### What the task asks
Reproduce the stretch from the line containing "This document provides" through the line containing "box: [233, 285, 301, 355]", substituting "image coordinates" for "pixel coordinates" and leaving everything else unaltered; give only those lines.

### Raw data

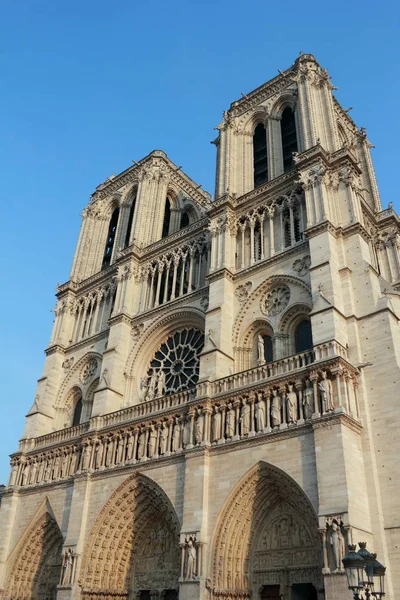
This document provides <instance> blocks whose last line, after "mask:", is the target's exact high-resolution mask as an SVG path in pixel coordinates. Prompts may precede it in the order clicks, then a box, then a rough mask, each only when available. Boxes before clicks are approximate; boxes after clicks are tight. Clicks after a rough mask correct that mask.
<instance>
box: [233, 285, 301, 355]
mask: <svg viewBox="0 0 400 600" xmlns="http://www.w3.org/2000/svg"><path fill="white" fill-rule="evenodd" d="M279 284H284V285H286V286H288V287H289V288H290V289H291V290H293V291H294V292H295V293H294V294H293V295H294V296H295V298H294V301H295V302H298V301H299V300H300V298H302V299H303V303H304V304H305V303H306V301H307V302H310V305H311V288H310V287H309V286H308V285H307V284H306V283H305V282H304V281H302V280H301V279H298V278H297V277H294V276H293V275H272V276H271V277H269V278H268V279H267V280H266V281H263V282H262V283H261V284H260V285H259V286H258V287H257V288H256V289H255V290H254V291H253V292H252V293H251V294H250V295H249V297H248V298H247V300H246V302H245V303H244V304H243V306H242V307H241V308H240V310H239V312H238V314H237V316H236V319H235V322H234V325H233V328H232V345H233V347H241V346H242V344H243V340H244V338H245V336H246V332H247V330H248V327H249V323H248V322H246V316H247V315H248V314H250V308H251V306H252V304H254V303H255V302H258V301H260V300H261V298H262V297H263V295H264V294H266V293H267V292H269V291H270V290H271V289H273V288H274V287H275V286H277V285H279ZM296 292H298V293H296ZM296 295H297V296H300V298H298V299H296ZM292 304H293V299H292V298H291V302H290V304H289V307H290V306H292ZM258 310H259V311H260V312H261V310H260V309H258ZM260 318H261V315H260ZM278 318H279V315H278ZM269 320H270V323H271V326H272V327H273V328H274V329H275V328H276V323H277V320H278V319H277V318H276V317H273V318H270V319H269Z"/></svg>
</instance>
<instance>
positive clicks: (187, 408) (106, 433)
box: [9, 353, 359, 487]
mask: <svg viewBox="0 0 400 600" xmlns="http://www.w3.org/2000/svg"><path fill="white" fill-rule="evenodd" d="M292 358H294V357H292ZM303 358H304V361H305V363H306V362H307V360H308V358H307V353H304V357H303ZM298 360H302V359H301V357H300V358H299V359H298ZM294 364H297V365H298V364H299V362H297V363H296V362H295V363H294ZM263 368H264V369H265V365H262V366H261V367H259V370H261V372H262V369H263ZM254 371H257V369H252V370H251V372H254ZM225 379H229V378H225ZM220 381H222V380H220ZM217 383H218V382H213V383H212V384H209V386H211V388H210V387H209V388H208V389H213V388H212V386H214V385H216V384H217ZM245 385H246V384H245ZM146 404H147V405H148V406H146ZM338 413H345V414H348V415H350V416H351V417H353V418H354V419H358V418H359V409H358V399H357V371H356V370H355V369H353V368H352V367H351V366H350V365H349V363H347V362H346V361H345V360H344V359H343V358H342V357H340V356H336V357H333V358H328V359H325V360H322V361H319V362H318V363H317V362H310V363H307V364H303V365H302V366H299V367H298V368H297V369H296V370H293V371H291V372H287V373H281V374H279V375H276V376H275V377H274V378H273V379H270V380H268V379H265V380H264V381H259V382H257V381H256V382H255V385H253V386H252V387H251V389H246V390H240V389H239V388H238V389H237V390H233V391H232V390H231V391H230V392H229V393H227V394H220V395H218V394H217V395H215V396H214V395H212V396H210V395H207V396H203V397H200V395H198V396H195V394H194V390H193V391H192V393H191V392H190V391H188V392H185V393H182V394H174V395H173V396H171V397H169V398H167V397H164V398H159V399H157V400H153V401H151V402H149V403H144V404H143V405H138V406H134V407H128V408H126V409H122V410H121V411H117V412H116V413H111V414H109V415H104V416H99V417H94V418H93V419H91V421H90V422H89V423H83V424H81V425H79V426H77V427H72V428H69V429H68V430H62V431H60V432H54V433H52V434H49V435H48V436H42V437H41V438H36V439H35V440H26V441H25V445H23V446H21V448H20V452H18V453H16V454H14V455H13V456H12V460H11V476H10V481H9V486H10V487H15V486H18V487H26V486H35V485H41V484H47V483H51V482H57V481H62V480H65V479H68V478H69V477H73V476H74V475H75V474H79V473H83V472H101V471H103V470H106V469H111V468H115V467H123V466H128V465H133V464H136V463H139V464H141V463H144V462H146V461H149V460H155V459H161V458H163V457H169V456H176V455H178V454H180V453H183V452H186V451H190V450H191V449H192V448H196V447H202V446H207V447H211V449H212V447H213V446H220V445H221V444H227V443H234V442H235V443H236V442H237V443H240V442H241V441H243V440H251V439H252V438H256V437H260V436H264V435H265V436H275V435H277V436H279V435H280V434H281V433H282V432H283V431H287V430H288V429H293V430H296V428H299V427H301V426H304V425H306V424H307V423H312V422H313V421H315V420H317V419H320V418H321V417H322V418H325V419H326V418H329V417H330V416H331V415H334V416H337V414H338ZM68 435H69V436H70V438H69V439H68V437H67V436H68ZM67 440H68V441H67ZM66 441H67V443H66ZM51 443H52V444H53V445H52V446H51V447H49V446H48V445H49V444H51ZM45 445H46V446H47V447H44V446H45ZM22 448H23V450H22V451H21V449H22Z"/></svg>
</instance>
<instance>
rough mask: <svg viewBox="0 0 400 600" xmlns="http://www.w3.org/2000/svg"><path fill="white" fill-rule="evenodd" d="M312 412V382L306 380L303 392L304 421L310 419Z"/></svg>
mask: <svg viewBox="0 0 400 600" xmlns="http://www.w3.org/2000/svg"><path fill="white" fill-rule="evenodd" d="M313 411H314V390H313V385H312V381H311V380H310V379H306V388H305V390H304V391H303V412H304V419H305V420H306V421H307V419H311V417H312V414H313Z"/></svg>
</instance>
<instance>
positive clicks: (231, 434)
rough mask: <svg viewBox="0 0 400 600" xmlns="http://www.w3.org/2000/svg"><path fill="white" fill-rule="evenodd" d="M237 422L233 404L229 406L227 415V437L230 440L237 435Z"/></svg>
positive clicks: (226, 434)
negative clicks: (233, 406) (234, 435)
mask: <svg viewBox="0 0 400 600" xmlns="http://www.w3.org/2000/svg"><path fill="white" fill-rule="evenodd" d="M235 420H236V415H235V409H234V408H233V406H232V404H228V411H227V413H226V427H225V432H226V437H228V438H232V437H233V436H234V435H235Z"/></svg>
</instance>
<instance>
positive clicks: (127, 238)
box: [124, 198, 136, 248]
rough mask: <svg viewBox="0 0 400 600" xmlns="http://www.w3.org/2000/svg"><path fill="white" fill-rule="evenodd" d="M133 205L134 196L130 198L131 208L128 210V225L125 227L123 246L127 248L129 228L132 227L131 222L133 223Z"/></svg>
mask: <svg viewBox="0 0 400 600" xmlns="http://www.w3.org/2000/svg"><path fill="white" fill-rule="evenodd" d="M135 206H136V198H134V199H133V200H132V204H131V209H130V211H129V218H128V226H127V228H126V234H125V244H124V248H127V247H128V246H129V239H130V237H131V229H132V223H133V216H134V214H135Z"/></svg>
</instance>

--

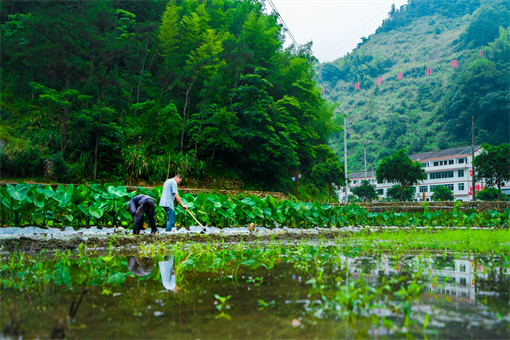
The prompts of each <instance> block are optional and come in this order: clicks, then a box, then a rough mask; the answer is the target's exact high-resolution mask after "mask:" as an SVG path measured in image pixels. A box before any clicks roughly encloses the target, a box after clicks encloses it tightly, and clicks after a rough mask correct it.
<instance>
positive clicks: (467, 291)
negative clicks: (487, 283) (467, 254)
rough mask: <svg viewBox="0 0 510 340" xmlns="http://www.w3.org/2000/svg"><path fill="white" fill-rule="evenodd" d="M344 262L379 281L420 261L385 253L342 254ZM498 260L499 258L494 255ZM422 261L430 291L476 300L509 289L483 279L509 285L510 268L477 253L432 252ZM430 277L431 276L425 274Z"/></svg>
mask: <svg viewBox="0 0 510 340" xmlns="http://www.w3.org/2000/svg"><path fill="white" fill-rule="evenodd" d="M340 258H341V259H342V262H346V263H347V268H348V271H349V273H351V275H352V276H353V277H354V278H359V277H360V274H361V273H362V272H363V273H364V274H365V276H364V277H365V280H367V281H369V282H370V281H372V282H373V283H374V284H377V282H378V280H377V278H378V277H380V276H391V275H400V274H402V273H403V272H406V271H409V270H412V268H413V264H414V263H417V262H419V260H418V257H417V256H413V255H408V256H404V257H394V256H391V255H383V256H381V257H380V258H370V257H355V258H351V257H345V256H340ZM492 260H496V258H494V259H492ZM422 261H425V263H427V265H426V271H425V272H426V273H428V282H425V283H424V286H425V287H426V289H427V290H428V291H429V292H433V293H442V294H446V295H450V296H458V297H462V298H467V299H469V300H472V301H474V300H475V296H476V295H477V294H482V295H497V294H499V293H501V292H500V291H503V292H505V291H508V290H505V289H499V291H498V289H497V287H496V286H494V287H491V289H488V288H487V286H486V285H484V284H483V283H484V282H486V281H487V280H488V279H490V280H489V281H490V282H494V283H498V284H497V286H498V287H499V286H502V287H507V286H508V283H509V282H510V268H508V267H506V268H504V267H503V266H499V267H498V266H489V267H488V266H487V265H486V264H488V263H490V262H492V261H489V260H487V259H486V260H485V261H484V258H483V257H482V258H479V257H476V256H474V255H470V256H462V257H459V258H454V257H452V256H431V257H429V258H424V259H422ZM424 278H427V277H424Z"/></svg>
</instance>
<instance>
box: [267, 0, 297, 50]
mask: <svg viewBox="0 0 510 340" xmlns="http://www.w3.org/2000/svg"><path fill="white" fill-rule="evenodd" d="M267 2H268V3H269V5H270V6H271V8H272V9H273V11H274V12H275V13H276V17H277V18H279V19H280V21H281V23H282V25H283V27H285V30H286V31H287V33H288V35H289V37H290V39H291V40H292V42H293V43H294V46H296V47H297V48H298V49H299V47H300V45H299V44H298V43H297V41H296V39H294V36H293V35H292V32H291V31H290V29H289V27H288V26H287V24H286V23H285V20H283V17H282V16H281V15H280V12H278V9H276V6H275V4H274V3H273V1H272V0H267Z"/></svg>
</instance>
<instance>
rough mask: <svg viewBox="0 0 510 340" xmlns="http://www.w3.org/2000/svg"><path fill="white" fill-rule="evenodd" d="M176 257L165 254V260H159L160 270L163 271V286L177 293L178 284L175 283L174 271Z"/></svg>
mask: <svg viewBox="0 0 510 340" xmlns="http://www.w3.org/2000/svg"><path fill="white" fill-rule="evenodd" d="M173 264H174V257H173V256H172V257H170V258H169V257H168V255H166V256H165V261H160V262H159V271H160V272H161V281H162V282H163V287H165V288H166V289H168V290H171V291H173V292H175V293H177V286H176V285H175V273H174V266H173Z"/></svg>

==

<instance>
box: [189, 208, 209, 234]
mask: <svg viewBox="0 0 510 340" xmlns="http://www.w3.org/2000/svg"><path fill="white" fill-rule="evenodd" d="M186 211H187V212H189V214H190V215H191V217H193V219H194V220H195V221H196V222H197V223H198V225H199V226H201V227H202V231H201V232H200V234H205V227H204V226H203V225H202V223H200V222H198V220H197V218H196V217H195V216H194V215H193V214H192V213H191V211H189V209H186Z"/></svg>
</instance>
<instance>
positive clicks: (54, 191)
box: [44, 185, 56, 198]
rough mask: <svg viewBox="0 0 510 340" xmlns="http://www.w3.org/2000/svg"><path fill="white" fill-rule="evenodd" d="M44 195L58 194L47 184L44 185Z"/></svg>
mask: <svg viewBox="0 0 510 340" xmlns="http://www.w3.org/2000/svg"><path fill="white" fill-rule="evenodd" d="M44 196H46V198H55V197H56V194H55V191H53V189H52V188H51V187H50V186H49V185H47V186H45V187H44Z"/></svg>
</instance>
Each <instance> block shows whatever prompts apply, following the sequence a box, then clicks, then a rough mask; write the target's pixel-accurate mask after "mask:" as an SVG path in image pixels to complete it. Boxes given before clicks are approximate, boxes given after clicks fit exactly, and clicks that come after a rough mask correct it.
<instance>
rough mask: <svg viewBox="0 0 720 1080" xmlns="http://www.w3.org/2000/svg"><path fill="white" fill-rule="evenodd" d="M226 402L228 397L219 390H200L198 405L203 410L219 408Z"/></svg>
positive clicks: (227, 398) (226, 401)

### Solution for this exercise
This document provides <instance> blocks whose last line, after "mask:", is the target's exact high-resolution mask as an SVG path in image coordinates. Prompts may precede it in the order clicks, then a box, then a rough mask, each only when available. Boxes before clicks are approximate; boxes after clicks are tight. Clicks after a rough mask correct that mask.
<instance>
box: [233, 285, 301, 355]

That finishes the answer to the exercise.